- _REQUIREMENT_:
Below are the records; reproduce all of them exactly but without any images.
--- BEGIN LISTED RECORDS ---
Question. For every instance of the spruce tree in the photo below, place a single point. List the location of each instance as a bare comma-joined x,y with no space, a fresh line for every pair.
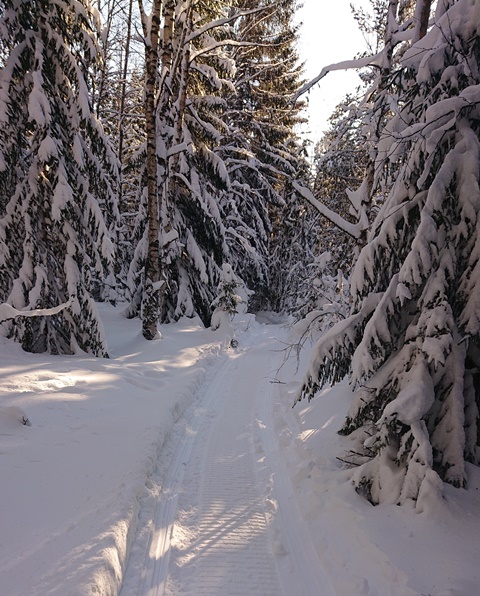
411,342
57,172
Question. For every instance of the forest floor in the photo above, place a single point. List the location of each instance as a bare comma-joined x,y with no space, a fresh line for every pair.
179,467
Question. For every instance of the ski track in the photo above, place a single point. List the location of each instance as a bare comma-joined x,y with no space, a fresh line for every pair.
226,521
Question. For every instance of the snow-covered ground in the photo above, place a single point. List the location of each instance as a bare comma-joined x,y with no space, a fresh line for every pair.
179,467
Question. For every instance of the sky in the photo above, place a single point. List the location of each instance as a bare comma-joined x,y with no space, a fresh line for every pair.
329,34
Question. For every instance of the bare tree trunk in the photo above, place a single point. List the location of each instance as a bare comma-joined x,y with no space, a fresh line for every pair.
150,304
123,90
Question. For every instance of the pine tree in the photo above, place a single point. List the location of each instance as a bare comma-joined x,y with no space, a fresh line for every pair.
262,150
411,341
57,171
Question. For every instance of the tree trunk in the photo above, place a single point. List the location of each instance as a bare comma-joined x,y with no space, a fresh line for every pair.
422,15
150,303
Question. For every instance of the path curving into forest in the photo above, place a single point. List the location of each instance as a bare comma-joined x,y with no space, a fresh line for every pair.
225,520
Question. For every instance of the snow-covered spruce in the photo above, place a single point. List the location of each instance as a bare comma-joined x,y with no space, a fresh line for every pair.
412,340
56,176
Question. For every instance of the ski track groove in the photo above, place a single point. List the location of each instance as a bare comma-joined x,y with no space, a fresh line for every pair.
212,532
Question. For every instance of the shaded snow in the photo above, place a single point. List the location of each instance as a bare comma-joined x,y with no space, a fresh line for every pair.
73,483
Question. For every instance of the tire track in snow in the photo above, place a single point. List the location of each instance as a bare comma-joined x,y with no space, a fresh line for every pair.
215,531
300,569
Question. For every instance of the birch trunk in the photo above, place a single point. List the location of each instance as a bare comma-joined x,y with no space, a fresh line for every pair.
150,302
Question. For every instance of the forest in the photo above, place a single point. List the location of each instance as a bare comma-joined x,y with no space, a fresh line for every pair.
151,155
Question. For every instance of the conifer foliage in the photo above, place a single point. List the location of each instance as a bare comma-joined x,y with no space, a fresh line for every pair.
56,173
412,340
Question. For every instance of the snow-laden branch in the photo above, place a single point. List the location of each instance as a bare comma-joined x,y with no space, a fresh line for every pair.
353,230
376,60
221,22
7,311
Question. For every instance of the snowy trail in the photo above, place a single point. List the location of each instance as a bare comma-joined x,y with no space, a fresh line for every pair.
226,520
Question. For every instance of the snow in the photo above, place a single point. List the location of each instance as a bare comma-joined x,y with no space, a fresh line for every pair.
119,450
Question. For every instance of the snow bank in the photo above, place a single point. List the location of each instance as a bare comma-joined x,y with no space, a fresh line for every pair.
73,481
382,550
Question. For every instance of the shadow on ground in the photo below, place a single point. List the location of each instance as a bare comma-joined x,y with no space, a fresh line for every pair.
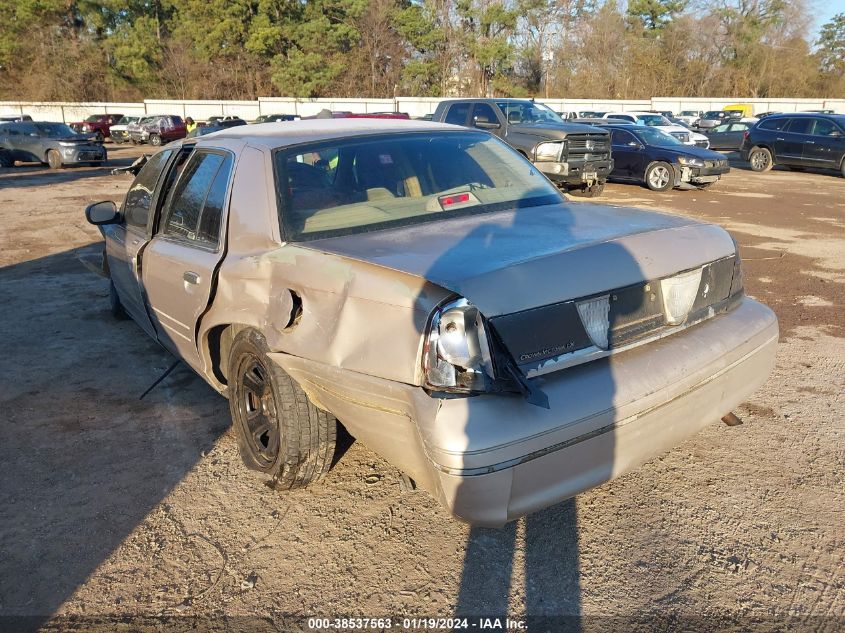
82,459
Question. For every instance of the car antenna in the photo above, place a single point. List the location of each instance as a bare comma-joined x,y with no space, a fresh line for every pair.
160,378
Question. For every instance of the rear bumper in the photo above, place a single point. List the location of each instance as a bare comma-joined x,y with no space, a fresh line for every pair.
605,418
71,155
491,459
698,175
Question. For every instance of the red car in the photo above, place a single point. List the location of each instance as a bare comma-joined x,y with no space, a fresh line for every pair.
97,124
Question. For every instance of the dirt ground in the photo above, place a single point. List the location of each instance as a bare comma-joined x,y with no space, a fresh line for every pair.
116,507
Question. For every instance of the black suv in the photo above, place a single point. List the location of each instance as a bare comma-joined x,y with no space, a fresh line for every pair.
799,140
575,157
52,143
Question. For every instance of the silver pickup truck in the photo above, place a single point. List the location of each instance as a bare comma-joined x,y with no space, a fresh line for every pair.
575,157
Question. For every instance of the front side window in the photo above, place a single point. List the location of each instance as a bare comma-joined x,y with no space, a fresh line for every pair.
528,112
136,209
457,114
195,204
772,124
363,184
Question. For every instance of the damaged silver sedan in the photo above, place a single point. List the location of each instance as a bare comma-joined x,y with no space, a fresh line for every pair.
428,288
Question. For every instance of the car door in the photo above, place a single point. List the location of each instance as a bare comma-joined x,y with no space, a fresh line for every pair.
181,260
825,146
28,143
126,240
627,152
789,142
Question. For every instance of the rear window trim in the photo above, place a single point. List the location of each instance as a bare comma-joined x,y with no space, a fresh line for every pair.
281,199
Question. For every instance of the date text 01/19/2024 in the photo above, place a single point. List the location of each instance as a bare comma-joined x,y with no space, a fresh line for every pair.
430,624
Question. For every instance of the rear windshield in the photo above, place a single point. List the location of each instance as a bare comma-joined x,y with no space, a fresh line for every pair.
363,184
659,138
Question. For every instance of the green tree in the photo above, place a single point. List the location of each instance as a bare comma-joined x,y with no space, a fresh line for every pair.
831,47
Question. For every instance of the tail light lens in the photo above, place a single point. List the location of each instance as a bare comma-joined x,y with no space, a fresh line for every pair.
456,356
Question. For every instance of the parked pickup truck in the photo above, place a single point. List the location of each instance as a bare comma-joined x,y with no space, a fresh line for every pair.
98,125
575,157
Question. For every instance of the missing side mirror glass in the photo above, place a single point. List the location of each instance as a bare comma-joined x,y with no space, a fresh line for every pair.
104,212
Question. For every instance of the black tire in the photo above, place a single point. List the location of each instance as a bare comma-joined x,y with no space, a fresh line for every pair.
--- END LISTED RECORDS ---
- _SOLUTION BELOW_:
Question. For every instance of the spruce tree in the photo below, place a single point. List the location of each instance as a bare comma-joined x,y with no space, a fresh line for every pair.
411,342
57,172
Question. For every instance of the forest floor in the photo above, place a single point. List the location of each instance as a bare comma-joined x,y with no space, a fresh line for every pair.
179,467
Question. For every instance of the ski track in the photo above, place a single point. List the location of each instance as a bare comma-joined x,y with no space, a fresh line for every pair.
226,521
Question. For every instance of the snow-covered ground in the photo above, place a single point. List the location of each instance as a bare comma-joined x,y with no space, a fresh line for every pair.
179,467
Question. For every instance of the sky in the photo above, place a single point. List the location of each instance as a bare comma-joined x,y with no space, a fresh line for every pair.
329,34
Question. For every instance of the bare tree trunk in the photo above, place a single point. List the location of each instance as a bare comma-joined x,y with no space, a fresh line for every pair.
150,304
123,90
Question. For every instance of the pine tree in the photo above, place a single point. List the location of each instance as a bare comma-joined x,y with no space, a fresh line for every pair.
262,150
411,341
57,171
Question. For every instance of the tree trunk in the photo above, place a single point. List the location of each instance as a bare comma-joined x,y with no space, a fresh line for every pair.
422,15
150,303
Question. For every instance of the path curving into forest in the photo above, place a single point. List the location of each instance as a bare comma-joined x,y with no space, a fresh line for every pair.
225,520
Question. For every instance of the snow-covered spruce in the photo above, place a single point. List the location of each instance as a bare comma-joined x,y with no space, a fresh line for every pair.
412,340
56,176
Question. For every instance of the ski track groove in the photo above, place a single point. List the location of each instance as a bare comma-joined x,y with no space, a fresh line for every pair.
212,532
Question. For every instance of the shaded snow in the photo above, place a single point. List the location of each instance as a bare comma-joined x,y with no space, a fresh line for every pair.
73,483
Question. For every instance of the tire track in snow in the photo above, place a single point. List the location of each instance as a bare comma-joined x,y with no space, a fresh line for every pair.
215,531
300,569
Question. For every instance of the birch trunk in the photo above, place a single point. List the location of each instance as a bare comma-joined x,y with no space, a fresh line for every pair.
150,302
Question. For every instance of the forest in the photo above, place a single point. List the location of each instance as a bare comma-joined x,y with no space, a fresh line for every pair.
151,155
Question. For every instance of the conifer foliage in the photo above, place a single point. List the location of each instance as a bare comma-joined x,y with no space, a fresh line for every pair.
56,173
412,340
Question. For every instance of the snow-laden branch in the photo above, place a single point. List the location of each instance as a bare comma-joined x,y with no space, a fresh line for every pair.
353,230
376,60
221,22
7,311
Question. For every instance of the snowy trail in the photo above, place a single point. List the location of each instance as a bare comma-joined x,y with no space, a fresh line for every pair.
226,520
Question. For every instance of the snow in the photo above, place a single point. List the location of each instance as a bare comma-joined x,y with no space, a fresh line for every pair.
119,450
Question. For every instance of the snow bank in the photo above, place a single point. List the location of each instance as a bare comma-joined x,y with no space, a fresh line for every pair.
73,481
382,550
Question. For every instance of the shadow on ground in the photo below, place a single point. List the location of each instance as a bare comma-joined x,y with no space, a fresh line for every pair.
82,459
Question. For every instance of the car antenna in the photo above, place a single point. List the location of each instance as a bare comma-joined x,y with no space, a fresh line for every pair.
160,378
Question. For every instance of the rear bumper in the photo above, place a single point. List the location of each instance as a bare comma-joined x,y with no space, a fresh line for every pair.
605,418
71,155
491,459
698,175
Question. For every instance of the red car in the photo above, place a single point. List the location of each instance as a bare comma-joined x,y with no space, a fresh line for every pair.
97,124
Question. For every instance of the dirt ground in the photo above, place a single point. List the location of each instance as a bare comma-joined x,y with no space, a fresh line for every pair.
116,507
Question. For every instance of the black suv in the photo above, place a single point. List the location of each instance as a bare comma-joined x,y with no space, a fresh line for every pair.
799,140
575,157
52,143
Question. For every instance of the silver pickup truck in the photo above, place a single point. List the location of each instance as a bare comma-joined x,y with no space, a fresh line for every pair.
575,157
Question. For every instance of the front side window in the photo above, place a single point. List the location of each instance as a bare comma-joined x,y with no space, a fresh line for every pair.
528,112
136,209
457,114
195,204
772,124
363,184
Question. For every instance of the damaged silver sedan in the photo above, place a single point. List the location of each instance as a bare comma-joined x,y with no space, a fresh line for every pair.
428,288
Question. For every instance of the car door in the photo above, place a single point. List the location of each instance as a bare comma-joined x,y with no space, a fresh line for every pair.
181,260
825,146
28,143
126,240
627,152
789,142
Question. For every instance of the rear window trim in the photo above, place a single point. List the location of each instance as a bare comma-joined x,y with no space, a fresh line for every pair.
281,199
Question. For every instance of the date text 01/19/2024 in the photo above, place a single point. List the location of each instance as a bare comma-joined x,y with no space, a fresh line for every pair.
430,624
Question. For every instance of the rear windshield in the photo above, place a single point. List the location of each instance as a bare comma-joined x,y with no space, a fresh line for every pair.
363,184
659,138
Question. For every instance of the green tree in the photo above, place a single point. List the location of each instance as a bare comma-joined x,y with no space, a fresh line for every pair.
831,47
Question. For every instance of the tail light lens in the photo above, place a single point. List the location of each instance as a bare comma-joined x,y with no space, a fresh line for every pair.
456,356
Question. For every instance of the parked pickup truck in the photo above, place a single point. List the location of each instance as a bare comma-joined x,y with no space, a fresh line for every pair.
98,125
575,157
Question. For every instance of the missing side mirror glass in the photo above, place a single point. List the location of each instance as a bare comma-joined x,y with no space, a fresh line for every pair.
104,212
Question. For every instance of the black tire in the photo above, place a single point. List the location of each instance as a bare comma-joined x,y with no space, a fresh line for every pair.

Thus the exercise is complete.